*What is expected*
Could you repeat, word for word, every line from the one containing "Note: mark the shredded" through the final line of the records below, and nothing else?

*Supplied information*
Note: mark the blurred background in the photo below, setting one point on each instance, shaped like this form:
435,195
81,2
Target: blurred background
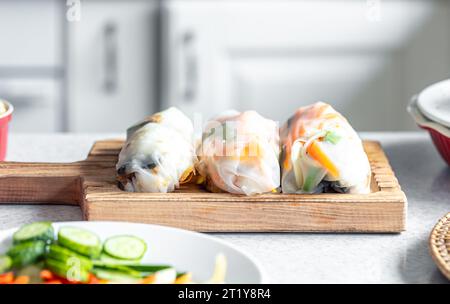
99,66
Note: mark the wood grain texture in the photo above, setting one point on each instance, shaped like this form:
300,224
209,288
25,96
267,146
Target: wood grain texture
91,184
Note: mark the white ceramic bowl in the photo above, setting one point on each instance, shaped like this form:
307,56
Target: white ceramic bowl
434,102
185,250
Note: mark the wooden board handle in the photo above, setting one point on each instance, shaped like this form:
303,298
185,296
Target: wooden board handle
41,182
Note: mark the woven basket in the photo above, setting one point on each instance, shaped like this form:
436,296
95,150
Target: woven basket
440,245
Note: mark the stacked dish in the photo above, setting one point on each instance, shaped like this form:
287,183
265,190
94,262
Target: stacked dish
431,111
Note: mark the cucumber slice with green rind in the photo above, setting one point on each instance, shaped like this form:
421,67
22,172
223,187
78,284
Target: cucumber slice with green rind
147,270
34,231
67,270
80,240
27,253
115,267
106,258
125,247
65,255
5,263
115,276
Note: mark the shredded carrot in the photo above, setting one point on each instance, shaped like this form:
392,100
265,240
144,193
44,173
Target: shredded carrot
6,278
184,279
46,275
53,282
316,152
22,280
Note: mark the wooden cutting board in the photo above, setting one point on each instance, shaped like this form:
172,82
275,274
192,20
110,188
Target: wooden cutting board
91,185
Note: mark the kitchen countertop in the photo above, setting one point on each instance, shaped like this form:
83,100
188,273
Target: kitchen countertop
298,257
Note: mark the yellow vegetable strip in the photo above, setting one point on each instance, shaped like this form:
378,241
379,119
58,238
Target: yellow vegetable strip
316,153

*Response for this exercise*
Note: mark the shredded carrot in the photo above, setting one point on each instance, shaped like this form:
392,100
265,240
144,193
44,173
Target: shredded carrot
6,278
184,279
46,275
53,282
316,152
22,280
Note: mark the wooden cutting board in the photo above, setting one point on each instance, shaped like this form:
172,82
275,274
192,20
110,188
Target: wooden cutting board
91,185
Note: mark the kitchen countertop in the photo above, setting one point on each instance, shaped like this form:
83,100
188,273
Target: kitchen countertop
298,257
Note: mark the yellow vegetable strip in the photo above, setting one point on each instance, shaped like this form:
378,241
379,119
58,238
Target: yellow vegetable strip
316,153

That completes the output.